Problem requirements: Condense the paragraph of the forum post below that begins "If $p$ lies in the sphere" into a short list that keeps its main facts.

Given text:
## Begin

Lemma: Let $E$ be a closed bounded subset of $\Omega$ and let $T$ be an injective transformation of class C' on $\mathbb{R}^3$. Also the Jacobian does not vanish. Define $v(K)$ to be the volume of $K.$ Then $\lim_{C\downarrow p} \frac{v(T(C))}{v(C)} = J(p)$ where $C$ ranges over the family of cubes lying in $\Omega$ and having center $p$, and the limit is uniform for all $p\in E.$
In the proof of the above lemma, it says
If $p$ lies in the sphere $S$ with center $p_0$ and radius $r<\epsilon$, then $T(p)$ lies in the sphere whose center is $T(p_0)$ and whose radius is $(1+\epsilon)r.$ Moreover, when $p$ lies on the boundary of $S$, $T(p)$ lies outside the sphere with center $T(p_0)$ and with radius $(1-\epsilon)r.$
That stuff is fine and I understand the derivations which are in the book.
However, it then says
Since $T$ is injective and takes open sets into open sets, we see that $T(S)$ must contain the smaller sphere of radius $(1-\epsilon)r$.
I do not understand why injectivity and taking open sets to open sets implies that $T(S)$ contains the smaller sphere. That is where I am stuck.
Thanks.
And why did this get downvoted??

## End

Dataset:
## Begin

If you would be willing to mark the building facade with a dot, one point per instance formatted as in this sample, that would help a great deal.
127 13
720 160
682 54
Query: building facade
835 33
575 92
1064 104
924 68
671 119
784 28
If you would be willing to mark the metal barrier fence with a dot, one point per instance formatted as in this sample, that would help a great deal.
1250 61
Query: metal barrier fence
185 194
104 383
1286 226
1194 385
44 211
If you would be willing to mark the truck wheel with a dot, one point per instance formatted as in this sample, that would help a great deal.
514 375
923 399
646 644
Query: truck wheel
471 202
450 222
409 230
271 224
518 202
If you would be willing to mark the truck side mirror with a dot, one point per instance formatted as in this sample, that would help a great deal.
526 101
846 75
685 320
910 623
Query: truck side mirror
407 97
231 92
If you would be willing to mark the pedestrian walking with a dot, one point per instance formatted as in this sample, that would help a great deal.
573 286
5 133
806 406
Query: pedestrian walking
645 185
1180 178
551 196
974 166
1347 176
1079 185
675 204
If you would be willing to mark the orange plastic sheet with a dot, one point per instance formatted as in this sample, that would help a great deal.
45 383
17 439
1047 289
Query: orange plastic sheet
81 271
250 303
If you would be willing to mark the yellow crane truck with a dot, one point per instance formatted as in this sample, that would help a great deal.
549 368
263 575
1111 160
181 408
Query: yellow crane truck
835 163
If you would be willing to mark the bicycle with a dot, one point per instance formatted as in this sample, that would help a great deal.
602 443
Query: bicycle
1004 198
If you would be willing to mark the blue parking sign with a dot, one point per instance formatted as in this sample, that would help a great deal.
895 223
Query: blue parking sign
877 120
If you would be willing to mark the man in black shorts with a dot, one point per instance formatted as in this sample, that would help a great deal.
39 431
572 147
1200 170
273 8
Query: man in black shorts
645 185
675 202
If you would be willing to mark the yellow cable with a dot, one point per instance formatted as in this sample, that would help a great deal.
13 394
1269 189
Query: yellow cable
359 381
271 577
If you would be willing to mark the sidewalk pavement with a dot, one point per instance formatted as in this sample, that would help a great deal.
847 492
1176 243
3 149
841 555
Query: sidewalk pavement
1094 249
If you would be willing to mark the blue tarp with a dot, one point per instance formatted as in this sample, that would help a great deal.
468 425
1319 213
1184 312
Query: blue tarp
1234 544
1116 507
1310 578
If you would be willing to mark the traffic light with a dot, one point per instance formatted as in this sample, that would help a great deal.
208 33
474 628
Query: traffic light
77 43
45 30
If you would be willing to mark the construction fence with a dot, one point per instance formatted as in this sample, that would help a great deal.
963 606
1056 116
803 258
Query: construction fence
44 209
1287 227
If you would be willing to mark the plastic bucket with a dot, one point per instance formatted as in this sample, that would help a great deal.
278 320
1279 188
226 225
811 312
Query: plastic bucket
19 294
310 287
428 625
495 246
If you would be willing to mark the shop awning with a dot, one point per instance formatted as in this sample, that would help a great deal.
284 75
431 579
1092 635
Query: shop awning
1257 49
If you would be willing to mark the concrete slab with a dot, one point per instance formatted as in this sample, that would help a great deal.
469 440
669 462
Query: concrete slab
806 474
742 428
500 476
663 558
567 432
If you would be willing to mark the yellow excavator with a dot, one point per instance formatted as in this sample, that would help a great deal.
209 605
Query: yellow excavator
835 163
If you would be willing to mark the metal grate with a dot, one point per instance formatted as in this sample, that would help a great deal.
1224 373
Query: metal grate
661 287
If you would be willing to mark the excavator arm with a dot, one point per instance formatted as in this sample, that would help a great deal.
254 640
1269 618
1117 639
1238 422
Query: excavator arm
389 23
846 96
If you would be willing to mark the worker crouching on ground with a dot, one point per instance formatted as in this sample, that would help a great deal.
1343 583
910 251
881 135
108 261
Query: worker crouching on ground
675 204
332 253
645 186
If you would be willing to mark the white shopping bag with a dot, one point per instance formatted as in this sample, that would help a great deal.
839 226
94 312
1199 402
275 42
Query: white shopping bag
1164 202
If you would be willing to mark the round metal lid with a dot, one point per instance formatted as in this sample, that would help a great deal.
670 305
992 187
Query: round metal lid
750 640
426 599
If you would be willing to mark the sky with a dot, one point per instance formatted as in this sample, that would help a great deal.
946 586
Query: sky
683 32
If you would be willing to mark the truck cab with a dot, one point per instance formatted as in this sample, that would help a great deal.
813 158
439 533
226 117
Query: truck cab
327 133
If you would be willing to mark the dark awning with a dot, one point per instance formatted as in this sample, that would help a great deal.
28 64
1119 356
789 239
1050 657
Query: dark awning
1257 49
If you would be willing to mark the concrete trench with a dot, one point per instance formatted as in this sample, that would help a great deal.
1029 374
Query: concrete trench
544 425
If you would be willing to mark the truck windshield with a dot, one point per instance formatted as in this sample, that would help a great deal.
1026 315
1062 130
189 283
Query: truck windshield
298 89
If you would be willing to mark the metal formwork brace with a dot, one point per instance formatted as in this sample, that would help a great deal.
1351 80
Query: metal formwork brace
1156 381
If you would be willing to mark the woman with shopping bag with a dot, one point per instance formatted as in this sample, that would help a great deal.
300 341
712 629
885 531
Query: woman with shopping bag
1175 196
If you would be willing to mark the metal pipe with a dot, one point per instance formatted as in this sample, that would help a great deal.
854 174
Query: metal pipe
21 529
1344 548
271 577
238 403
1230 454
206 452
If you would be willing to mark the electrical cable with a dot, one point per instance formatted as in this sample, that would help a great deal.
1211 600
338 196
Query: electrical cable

## End

Problem solution:
- If $p$ lies in the sphere $S$ with center $p_0$ and radius $r<\epsilon$, then $T(p)$ lies in the sphere with center $T(p_0)$ and radius $(1+\epsilon)r$.
- If $p$ lies on the boundary of $S$, then $T(p)$ lies outside the sphere with center $T(p_0)$ and radius $(1-\epsilon)r$.